Required actions ->
(a) List every keyword argument passed to Agent( anywhere in the integration patterns text, with each name given once.
(b) Write the next part of the integration patterns text, starting right after its final code example.

Document passage ->
○ ○ ○
Integration patterns
Structured output via output_type=
Pydantic AI's killer feature: ask the model to return its answer as a typed Pydantic instance, validated by the framework. Works out of the box with our toolset:
from pydantic import BaseModel
class TopCustomers(BaseModel):
period: str
customers: list[str]
agent = Agent(
"openai:gpt-4o",
instructions=toolkit.instructions(),
toolsets=[toolkit.toolset()],
output_type=TopCustomers, # ← framework validates output into this type
)
result = agent.run_sync("Top 5 customers last quarter?")
print(result.output.customers) # already a list[str], no parsing needed
See examples/pydantic_ai_structured_demo.py for the runnable version.
Read-only memory (shared / curated projects)
Use include_memory_write=False when the agent should learn from past queries but not pollute the memory store:
toolset = toolkit.toolset(include_memory_write=False)
agent = Agent(
"openai:gpt-4o",
instructions=toolkit.instructions(toolset=toolset), # keep prompt in sync
toolsets=[toolset],
)
Passing toolset= to instructions() ensures the workflow drops the "store the query" step instead of instructing the agent to call a tool that no longer exists.
Mixing with deps_type= tools
When you want to combine Wren tools with your own dependency-injected tools in the same agent, opt into takes_ctx=True:
@dataclass
class MyDeps:
api_client: ApiClient
agent = Agent(
"openai:gpt-4o",
deps_type=MyDeps,
toolsets=[toolkit.toolset(takes_ctx=True)], # ← required when deps_type is set
)
○ ○ ○
Recorded information ->
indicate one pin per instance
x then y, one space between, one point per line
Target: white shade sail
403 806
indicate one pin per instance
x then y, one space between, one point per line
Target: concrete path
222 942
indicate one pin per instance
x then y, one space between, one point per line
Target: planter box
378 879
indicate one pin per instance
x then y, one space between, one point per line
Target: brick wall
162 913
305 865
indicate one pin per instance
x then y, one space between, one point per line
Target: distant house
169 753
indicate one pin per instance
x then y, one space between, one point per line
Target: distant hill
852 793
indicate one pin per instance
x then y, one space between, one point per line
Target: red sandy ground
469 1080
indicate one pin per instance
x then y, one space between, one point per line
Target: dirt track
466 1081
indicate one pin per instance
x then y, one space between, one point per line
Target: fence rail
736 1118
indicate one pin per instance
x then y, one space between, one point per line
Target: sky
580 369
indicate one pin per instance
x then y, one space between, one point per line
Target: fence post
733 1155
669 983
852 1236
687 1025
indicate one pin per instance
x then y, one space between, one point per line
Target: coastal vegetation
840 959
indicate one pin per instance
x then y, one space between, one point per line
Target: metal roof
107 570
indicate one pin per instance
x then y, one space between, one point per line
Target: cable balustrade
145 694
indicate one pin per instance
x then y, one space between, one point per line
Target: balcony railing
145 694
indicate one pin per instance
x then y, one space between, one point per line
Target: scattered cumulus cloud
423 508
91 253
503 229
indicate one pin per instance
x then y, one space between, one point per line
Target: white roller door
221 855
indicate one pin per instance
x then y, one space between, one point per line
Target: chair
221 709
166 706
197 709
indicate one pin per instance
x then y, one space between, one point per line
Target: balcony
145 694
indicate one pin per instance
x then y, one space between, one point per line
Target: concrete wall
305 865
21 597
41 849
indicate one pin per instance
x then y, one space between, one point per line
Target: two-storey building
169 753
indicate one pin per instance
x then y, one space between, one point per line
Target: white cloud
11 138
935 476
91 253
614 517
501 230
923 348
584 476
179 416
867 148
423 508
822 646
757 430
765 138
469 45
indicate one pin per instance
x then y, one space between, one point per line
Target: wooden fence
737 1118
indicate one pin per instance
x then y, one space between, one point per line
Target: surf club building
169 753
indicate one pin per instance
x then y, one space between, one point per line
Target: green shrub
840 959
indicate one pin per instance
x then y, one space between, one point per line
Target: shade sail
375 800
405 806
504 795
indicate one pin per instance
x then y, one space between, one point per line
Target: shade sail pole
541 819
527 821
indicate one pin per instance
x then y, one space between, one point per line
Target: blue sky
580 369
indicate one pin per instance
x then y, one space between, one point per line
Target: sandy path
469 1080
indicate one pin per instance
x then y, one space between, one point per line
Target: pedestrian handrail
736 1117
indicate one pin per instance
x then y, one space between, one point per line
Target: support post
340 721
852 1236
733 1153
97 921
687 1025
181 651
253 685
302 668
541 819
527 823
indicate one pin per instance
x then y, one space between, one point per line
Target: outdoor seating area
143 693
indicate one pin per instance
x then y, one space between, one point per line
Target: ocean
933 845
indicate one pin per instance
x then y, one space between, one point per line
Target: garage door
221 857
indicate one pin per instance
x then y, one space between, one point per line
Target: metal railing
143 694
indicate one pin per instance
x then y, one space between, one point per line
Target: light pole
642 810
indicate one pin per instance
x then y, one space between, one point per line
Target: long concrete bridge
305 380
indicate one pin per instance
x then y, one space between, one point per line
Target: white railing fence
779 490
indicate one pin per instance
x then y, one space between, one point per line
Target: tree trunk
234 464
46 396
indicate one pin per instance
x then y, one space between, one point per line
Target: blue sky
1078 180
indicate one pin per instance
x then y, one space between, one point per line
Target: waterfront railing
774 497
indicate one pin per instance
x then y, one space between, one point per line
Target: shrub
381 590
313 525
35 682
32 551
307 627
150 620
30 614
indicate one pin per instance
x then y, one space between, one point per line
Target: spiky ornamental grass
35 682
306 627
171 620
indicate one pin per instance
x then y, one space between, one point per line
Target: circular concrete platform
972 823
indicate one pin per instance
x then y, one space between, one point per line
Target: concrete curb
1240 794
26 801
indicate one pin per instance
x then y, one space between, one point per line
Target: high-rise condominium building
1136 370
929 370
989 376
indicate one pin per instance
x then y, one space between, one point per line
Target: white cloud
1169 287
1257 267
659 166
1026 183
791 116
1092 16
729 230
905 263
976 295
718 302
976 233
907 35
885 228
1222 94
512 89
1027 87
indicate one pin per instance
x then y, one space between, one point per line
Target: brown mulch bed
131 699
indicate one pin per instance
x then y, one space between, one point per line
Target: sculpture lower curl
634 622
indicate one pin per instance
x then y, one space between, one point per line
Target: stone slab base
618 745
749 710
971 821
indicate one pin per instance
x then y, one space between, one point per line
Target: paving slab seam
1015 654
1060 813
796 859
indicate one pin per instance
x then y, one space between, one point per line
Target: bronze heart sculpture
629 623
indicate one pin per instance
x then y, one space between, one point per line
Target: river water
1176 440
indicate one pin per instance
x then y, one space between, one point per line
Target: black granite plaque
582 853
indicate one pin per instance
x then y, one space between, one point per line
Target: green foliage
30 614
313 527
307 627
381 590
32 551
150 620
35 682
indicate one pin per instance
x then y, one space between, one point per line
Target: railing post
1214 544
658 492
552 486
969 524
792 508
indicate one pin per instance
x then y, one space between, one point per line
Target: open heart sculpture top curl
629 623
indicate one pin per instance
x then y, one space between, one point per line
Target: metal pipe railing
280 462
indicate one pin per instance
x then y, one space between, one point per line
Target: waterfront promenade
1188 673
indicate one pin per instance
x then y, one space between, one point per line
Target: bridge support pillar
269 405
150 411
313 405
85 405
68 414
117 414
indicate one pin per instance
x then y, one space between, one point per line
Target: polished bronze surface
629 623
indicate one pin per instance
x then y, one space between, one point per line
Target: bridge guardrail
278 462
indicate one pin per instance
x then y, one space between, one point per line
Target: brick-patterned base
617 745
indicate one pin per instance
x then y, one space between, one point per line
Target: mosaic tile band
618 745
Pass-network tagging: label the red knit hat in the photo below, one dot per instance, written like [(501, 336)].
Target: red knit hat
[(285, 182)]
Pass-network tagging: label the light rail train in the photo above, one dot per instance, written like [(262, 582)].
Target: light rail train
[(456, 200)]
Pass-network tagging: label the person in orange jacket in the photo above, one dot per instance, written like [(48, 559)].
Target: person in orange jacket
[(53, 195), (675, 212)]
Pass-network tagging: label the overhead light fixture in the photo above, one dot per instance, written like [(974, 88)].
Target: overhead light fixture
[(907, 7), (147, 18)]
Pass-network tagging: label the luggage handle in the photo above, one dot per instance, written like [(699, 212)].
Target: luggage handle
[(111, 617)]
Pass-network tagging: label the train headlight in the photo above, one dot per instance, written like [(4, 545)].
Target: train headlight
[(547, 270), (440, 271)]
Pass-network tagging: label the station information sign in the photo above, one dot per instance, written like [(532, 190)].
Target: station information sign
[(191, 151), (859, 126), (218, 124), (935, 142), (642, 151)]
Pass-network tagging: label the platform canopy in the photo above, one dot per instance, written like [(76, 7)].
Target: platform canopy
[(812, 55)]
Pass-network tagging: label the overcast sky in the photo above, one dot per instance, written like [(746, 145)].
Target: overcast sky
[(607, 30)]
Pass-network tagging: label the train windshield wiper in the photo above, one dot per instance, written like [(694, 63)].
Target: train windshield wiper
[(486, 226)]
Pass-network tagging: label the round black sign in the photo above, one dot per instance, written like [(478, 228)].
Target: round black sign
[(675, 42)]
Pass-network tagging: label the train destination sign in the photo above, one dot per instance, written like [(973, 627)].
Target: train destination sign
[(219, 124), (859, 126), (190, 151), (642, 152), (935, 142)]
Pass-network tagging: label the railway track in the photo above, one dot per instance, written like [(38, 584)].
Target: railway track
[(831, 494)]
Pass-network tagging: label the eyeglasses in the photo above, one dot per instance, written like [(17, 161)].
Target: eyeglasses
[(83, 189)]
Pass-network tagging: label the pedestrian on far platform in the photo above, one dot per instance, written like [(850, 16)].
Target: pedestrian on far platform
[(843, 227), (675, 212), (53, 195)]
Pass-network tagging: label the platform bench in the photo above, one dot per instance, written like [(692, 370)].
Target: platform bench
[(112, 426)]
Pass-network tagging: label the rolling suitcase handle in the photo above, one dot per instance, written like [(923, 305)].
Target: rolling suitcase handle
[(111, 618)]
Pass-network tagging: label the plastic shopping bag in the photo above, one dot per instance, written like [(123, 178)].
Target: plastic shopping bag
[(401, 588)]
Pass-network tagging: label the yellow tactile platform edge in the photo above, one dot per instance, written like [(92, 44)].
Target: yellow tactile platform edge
○ ○ ○
Task answers ->
(a) instructions, toolsets, output_type, deps_type

(b)
# Your own tool that uses deps:
@agent.tool
def lookup_external(ctx: RunContext[MyDeps], id: str) -> str:
return ctx.deps.api_client.fetch(id)
Wren tools ignore the context internally (the toolkit captures its own state) — takes_ctx=True just adds the parameter so the signature is compatible with Pydantic AI's deps-typed registration.
Multiple projects, one program
One toolkit binds to one project. To query multiple Wren projects, build separate toolkits and coordinate in Python:
loans = WrenToolkit.from_project("./loans_proj")
events = WrenToolkit.from_project("./events_proj")
loans_agent = Agent(model=..., toolsets=[loans.toolset()], instructions=loans.instructions())
events_agent = Agent(model=..., toolsets=[events.toolset()], instructions=events.instructions())
Cross-project joins must happen in Python, not in SQL — each project has its own MDL and connection.
Troubleshooting
| Symptom | Cause | Fix |
|---|---|---|
table 'wren.<schema>.<x>' not found at SQL_PLANNING | Agent wrote schema.table instead of MDL model name | Tighten instructions to forbid physical names; or have the agent call wren_list_models first |
| Connection goes to the wrong database | Project has no profile: pin → falls back to global active | Run wren context set-profile <name> to pin the binding |
MissingSecretError | ${VAR} in profile not resolved | Fill the matching key in <project>/.env |
wren_query returns capped row count | Hard cap at 1000 rows per tool call | Add LIMIT to your SQL, or use the direct API (toolkit.query) for larger pulls |
Compatibility
wren-pydantic | wren-engine | pydantic-ai |
|---|---|---|
| 0.1.x | >= 0.5.0 | >= 1.0, < 2.0 |
Limitations
- Sync direct API only. See API Reference for the rationale.
- One toolkit per agent. For multiple Wren projects, build separate toolkits + agents and federate in Python.
- No hot reload.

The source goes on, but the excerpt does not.